Excerpted text:
= = =

Wednesday, 21 September 2016

Review: Auscision Models' 86 Class



I have to be honest here. When Auscision Models first released their HO scale model of a NSW 86 class electric locomotive in late 2014, I paid it no attention. It wasn't until 18 months later when I was drawing up plans for a second level expansion that I gave the model a second look. Having just pre-ordered a 4 car double-decker Tangara passenger train, the thought of adding overhead wires for my future suburban Sydney scene suddenly made the 86 class electric locomotive look pretty good. Despite the candy colour 86's having all sold out, I was fortunate that the 1990's era Freight Rail/Freightcorp livery models were still available.

Auscision Models' locomotives sit inside a protective cradle keeping them safe when stored.

Taking the model out of the well-presented box does cause you to hold your breath for the first time. Not because of any foul odour escaping from the packaging, but simply because of the finely detailed pantographs that sit atop the model. If you had any previous thoughts that the 86 class locos were a little unassuming in their detail, then think again. The Auscision Models HO scale version has captured a surprising amount of detail on these locomotives that you may never have known existed before now. With a warning sticker advising to take extra care to ensure the overhead pantographs are in the down position when placing the model back in the box, my first thoughts were; "I'm going to break something here." Fortunately my fears weren't founded.

The lighting isolation switches are hidden from sight beneath the underframe.

Taking the model from the packaging cradle, I couldn't help but be surprised by the weight of the model. Underneath there are 4 isolating switches for the lights, catering to modellers like myself still content to linger in the dark ages of DC operation. They control the headlights (H/L), marker lights (M/L), number board lights (N/L) and ditch lights (D/L), which like Auscision's 421 class loco I reviewed previously, is perfect for if you are wanting to run the locos in pairs on DC only operation. The wheels are blackened metal NMRA standard RP25-110, or so the manufacturer's specs say. But just like the prototype, they look huge and appear ready to do business. With the weight of the model, I don't think there will be any problems with the RP25 scale wheels derailing for those who worry about how deep the wheel's flange is when running trains on derail-prone model track.

= = =

Available data:
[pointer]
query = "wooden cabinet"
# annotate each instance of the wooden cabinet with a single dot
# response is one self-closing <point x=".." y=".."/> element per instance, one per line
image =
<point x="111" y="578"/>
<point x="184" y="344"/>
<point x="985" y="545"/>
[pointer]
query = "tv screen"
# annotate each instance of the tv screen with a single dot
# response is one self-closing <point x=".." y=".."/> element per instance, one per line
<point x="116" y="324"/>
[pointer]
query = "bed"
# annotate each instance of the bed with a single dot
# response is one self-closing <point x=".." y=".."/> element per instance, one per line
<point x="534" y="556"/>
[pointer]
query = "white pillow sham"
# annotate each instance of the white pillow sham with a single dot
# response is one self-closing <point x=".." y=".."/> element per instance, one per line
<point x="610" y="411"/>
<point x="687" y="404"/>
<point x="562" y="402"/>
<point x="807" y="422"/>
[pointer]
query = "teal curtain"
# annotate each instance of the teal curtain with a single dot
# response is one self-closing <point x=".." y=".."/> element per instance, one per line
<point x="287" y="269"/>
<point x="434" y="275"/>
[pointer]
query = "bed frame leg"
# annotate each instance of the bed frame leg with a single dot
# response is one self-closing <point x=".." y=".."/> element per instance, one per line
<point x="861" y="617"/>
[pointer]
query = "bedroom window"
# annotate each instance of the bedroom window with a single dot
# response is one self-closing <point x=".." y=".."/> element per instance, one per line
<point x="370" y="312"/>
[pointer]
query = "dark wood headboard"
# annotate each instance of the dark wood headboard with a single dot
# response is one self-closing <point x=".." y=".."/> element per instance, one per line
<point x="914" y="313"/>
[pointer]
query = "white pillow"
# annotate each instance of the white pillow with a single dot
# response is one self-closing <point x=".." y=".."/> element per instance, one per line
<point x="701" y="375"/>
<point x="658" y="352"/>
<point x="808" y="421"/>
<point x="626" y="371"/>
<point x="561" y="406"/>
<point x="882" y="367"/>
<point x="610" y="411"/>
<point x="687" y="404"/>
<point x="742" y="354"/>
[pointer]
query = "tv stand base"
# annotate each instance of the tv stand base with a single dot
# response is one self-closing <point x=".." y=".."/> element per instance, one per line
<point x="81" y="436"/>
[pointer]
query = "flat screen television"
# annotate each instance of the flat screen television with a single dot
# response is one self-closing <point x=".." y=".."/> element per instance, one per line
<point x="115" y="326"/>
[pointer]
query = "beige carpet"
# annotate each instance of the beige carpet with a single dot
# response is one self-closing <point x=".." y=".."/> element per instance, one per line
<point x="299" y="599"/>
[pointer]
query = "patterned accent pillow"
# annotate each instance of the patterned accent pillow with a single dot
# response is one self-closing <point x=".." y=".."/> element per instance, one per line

= = =

Set tasks:
A – State how many lines of the records contain the string "pillow", counting only matches with the same case, and reply with the number alone.
B – Pick up the model locomotive review after its last sentence and carry it on.
The model locomotive review and the records are unrelated material.

Final results:
A – 6

B –
They look fragile, but these 86 class pantographs are actually metal.

Placing the model on the track, I then scratched my head as to how I was going to get the pantographs into the raised position. I soon discovered that a gentle squeeze and pull on the edges of the centre bar, (as shown above) causes the spring loaded pantographs to extend on their own. A simple gentle push back down on the centre bar of the pantograph clicks it into position once more to pack it away. There was no need for me to worry about breaking them. The pantographs are made out of metal and are really quite sturdy.

There's also a lot of detail on the bogie frames, (that's trucks for our U.S. modelers).

The model worked perfectly straight out of the box, but at first its hard to resist the urge to pause it under lights to take in all the detail. Freight Rail blue on a boxy-looking locomotive may not seem a detailed enough colour choice to some modellers, but take a close look at the bogie frames. They are among the most detailed I have yet to see on any HO scale model. I was able to find the Comeng manufacturers mark as was cast onto the prototype's bogies, while on the white line on the locomotive body is one of the smallest manufacturer builder's plate you'll ever see. Then there's the etched metal side mirrors and handrails before even mentioning the pantograph detail.

That sure is one beautiful HO scale locomotive. Ready to run Australian models like this were once just a dream.

To me, the front of this locomotive is what makes the 86 class a beautiful model. The brass horns, etched metal windscreen wipers, metal and plastic handrails, M.U. cables and air hoses, foot rails and uncoupling bars are all there. As are the LED lights that give off that warm white light. Even the Kadee-style scale metal knuckle couplers look a treat. The inside drivers cabs at both ends are detailed. A driver and 2nd man occupy one end while the other cab is empty.

The 2 person crew inside the drivers' cab is another nice touch.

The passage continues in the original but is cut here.